• [Records shown]:
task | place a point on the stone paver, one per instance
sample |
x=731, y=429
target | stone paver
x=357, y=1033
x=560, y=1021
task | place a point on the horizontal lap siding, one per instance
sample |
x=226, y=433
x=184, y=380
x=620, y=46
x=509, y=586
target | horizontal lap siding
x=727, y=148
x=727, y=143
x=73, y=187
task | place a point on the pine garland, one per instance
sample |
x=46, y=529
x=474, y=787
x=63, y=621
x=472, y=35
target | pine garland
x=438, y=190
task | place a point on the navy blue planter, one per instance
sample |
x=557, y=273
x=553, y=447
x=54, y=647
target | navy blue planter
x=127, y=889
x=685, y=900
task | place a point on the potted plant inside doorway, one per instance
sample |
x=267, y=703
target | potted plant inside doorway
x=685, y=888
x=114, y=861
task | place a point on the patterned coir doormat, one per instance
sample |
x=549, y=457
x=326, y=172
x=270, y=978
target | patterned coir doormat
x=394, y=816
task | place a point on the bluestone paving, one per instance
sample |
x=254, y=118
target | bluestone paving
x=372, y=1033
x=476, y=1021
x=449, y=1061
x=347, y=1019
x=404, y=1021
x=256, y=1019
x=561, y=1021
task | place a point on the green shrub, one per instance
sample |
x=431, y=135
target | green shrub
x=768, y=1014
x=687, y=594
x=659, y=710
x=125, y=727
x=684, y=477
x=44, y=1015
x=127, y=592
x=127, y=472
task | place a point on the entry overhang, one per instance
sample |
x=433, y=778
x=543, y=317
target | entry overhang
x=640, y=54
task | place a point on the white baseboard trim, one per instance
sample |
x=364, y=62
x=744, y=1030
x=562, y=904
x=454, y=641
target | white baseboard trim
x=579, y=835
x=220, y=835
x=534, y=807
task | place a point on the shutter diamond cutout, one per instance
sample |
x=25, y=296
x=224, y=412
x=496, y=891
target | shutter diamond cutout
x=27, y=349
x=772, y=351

• [Written request]:
All of the data needs to be printed once more, exactly.

• [Complete output]:
task | place a point on the stone paver, one per instance
sample |
x=731, y=429
target | stone paver
x=357, y=1033
x=560, y=1021
task | place a point on the horizontal lap siding, one per instance
sample |
x=226, y=433
x=184, y=380
x=620, y=46
x=509, y=586
target | horizontal lap siding
x=727, y=148
x=727, y=143
x=73, y=187
task | place a point on the pine garland, one per instance
sample |
x=46, y=529
x=474, y=787
x=63, y=621
x=472, y=35
target | pine garland
x=438, y=190
task | place a point on the navy blue planter, one per instance
sample |
x=557, y=273
x=553, y=447
x=54, y=647
target | navy blue planter
x=127, y=889
x=685, y=900
task | place a point on the potted plant inside doorway, one per instance
sample |
x=267, y=703
target | potted plant inside doorway
x=685, y=888
x=114, y=861
task | place a point on the patterned coir doormat, one per instance
sample |
x=549, y=457
x=326, y=172
x=270, y=978
target | patterned coir doormat
x=394, y=816
task | place a point on the bluestone paving, one per instance
sample |
x=254, y=118
target | bluestone paving
x=372, y=1033
x=476, y=1021
x=449, y=1061
x=347, y=1019
x=404, y=1021
x=256, y=1019
x=561, y=1021
task | place a point on the green shrub, one per instance
sample |
x=431, y=135
target | green shrub
x=768, y=1014
x=687, y=594
x=659, y=710
x=125, y=727
x=684, y=477
x=44, y=1015
x=127, y=592
x=127, y=472
task | place a point on the entry overhang, one per instance
sample |
x=433, y=778
x=543, y=317
target | entry overhang
x=640, y=54
task | place a point on the white baseboard trim, one per instance
sample |
x=364, y=62
x=744, y=1030
x=562, y=904
x=454, y=641
target | white baseboard trim
x=579, y=835
x=220, y=835
x=534, y=807
task | place a point on the shutter diamond cutout, one per instance
sample |
x=25, y=296
x=224, y=412
x=496, y=891
target | shutter diamond cutout
x=27, y=349
x=772, y=351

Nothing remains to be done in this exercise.